-------- Data excerpts --------

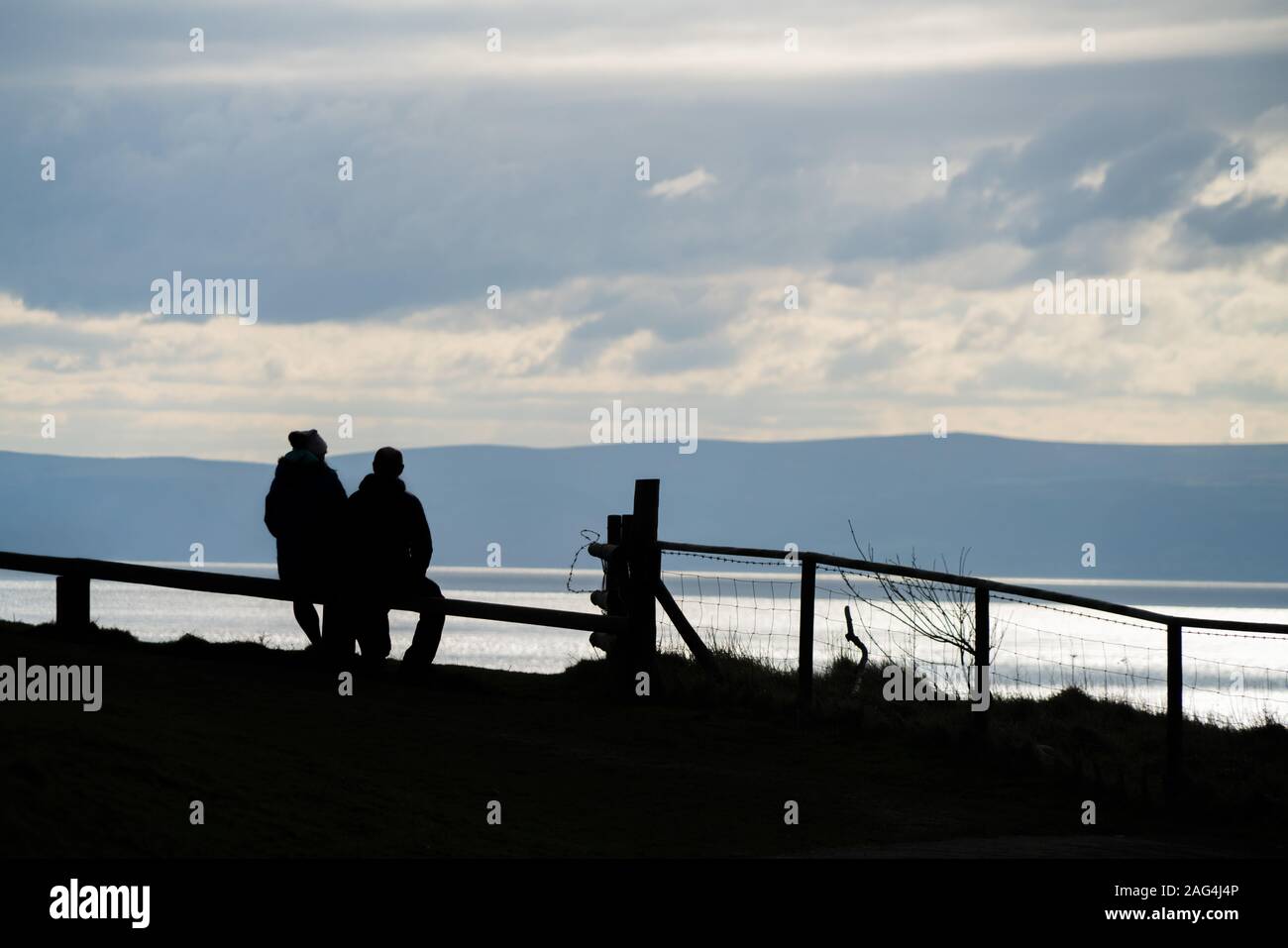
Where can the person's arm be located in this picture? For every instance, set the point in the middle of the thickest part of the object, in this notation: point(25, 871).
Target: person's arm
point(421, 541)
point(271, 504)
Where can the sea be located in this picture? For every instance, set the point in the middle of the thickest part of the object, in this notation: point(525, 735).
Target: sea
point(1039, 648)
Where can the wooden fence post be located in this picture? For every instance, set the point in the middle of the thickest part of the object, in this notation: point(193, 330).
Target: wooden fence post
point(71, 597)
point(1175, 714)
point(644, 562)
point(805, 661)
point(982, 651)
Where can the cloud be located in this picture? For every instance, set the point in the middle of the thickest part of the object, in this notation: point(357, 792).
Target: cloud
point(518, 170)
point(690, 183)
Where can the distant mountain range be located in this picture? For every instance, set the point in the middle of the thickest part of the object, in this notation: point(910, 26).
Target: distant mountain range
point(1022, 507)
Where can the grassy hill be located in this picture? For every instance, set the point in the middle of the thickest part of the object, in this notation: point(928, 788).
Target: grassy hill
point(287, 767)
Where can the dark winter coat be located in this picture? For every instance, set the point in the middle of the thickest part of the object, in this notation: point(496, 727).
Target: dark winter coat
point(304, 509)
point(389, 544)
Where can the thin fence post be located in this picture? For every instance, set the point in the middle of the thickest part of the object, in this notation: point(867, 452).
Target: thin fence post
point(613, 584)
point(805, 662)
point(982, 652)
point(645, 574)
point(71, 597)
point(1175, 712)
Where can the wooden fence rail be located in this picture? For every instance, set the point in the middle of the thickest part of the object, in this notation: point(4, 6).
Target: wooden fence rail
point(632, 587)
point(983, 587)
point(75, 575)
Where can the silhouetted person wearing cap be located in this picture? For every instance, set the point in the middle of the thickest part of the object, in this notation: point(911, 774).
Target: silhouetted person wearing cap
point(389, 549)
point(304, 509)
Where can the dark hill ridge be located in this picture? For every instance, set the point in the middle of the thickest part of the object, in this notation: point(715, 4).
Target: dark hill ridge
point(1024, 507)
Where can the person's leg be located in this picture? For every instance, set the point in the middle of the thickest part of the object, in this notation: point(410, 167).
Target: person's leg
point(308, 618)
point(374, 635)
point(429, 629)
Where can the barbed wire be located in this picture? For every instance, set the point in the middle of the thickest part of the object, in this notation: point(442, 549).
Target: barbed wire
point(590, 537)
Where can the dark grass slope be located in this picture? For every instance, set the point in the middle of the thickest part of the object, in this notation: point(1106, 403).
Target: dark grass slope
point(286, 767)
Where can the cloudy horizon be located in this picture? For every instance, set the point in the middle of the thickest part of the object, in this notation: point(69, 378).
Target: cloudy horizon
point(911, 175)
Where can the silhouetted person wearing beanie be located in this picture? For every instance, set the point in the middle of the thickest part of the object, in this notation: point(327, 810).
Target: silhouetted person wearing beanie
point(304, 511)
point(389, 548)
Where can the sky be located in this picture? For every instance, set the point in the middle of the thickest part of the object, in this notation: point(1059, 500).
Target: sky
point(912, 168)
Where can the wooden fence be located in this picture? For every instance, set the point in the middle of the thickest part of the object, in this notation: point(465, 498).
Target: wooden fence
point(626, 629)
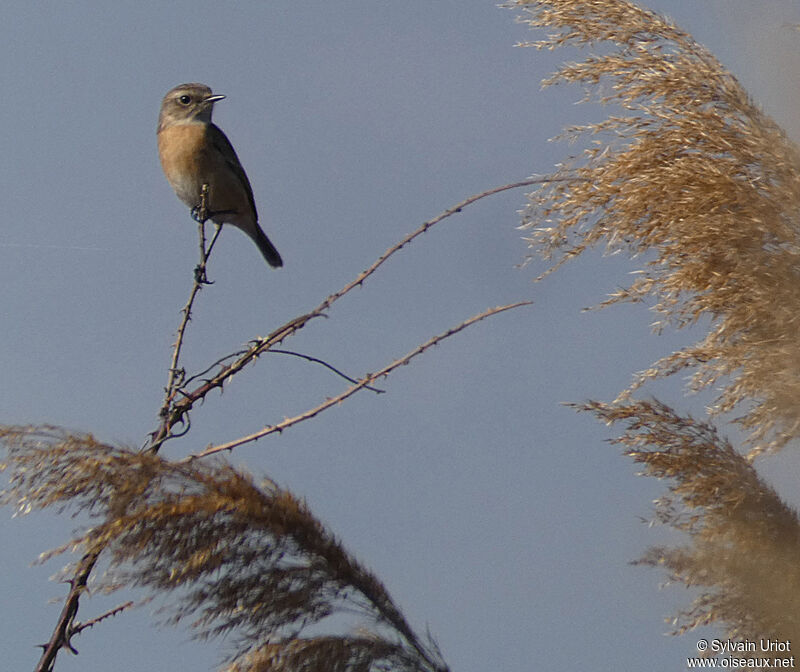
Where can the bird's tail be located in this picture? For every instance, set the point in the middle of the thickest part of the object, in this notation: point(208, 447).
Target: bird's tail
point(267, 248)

--------

Your goal:
Each entry above should be printed exactly, and any picture in it left out.

Exercise result:
Where can the person's arm be located in this picture? For every instance, set the point in the middle of the thickest part of the object, in this notation: point(25, 871).
Target: person's arm
point(421, 541)
point(271, 504)
Where can the sea be located in this picture? For every instance, set the point in the middle of the thickest part of the object, in this notation: point(525, 735).
Target: sea
point(1039, 648)
Where can the wooden fence post be located in this picture? For every instance, set the point in the middle of the thickest part of the object, in this notation: point(193, 330).
Target: wooden fence post
point(71, 597)
point(1175, 714)
point(644, 562)
point(805, 661)
point(982, 651)
Where can the cloud be located in this picture? For every instance, set the point in the middle of the thickest part of the object, in this notation: point(357, 792).
Target: cloud
point(518, 170)
point(690, 183)
Where can the distant mountain range be located in this picture? For every instance, set the point in the middle of the thickest part of the object, in this notation: point(910, 26).
Target: distant mountain range
point(1022, 507)
Where can the grassy hill be located in this picture? For every instance, set the point in the middle of the thickest part of the object, in this notation: point(928, 788).
Target: grassy hill
point(287, 767)
Where can the dark winter coat be located in this picture? For every instance, set the point in the middle of the thickest part of the object, in this notation: point(496, 727).
Target: dark winter coat
point(304, 509)
point(389, 544)
Where can the thin fence post be located in this picture? For every instance, set the point in the middle of the thickest part of the object, in this notation: point(867, 452).
Target: thin fence post
point(613, 584)
point(805, 662)
point(982, 652)
point(645, 574)
point(71, 597)
point(1175, 712)
Where can the wooden fence rail be located in this picture? For every instance, set the point in the middle of the thickest part of the object, in this notation: point(4, 6).
Target: wooden fence rail
point(632, 587)
point(983, 587)
point(75, 575)
Where can the silhouetted person wearing cap be located in this picture? For every instance, set the point in the middle of the thickest part of the object, in this notation: point(911, 774).
Target: silhouetted person wearing cap
point(389, 549)
point(304, 509)
Where can the dark hill ridge be located in this picture? For every instance, set the point in the middle of the thickest part of the object, in this notation: point(715, 4).
Target: dark hill ridge
point(1024, 507)
Where can the person's leg be located in this picture? For every instance, set the point in the middle of the thickest part of the object, in this notation: point(410, 167).
Target: person's leg
point(308, 618)
point(374, 635)
point(429, 629)
Where can the barbed wire be located in this picture? For every instance, set the point in the middle of the thickest part of the object, in this notation: point(442, 549).
Target: barbed wire
point(590, 537)
Where can the dark grass slope be located in this picture? For every instance, set the point in the middle of the thickest part of the object, in this notation: point(1106, 403).
Target: dark grass slope
point(286, 767)
Where can the cloudy horizon be located in this picture? For every instance, set the point in the middle of the thickest part of the object, in this notation: point(69, 378).
Target: cloudy horizon
point(911, 175)
Where can the silhouetted person wearing beanie be located in this picture? For every instance, set the point in the middle of the thickest part of the object, in this notation: point(327, 810).
Target: silhouetted person wearing beanie
point(304, 511)
point(389, 548)
Where can the sky be located in this picture? For every instance, set the point in the middle of the thickest part of the object, in this notation: point(1059, 500).
Target: sky
point(912, 168)
Where can the wooden fence be located in this picture? For every instance, set the point in the middle of the thickest part of the object, in this notation: point(465, 498).
Target: wooden fence
point(626, 629)
Where can the bird's tail be located in this picture? For every instance, set the point in the middle of the thickest part of the object, in this notation: point(208, 447).
Target: bird's tail
point(267, 248)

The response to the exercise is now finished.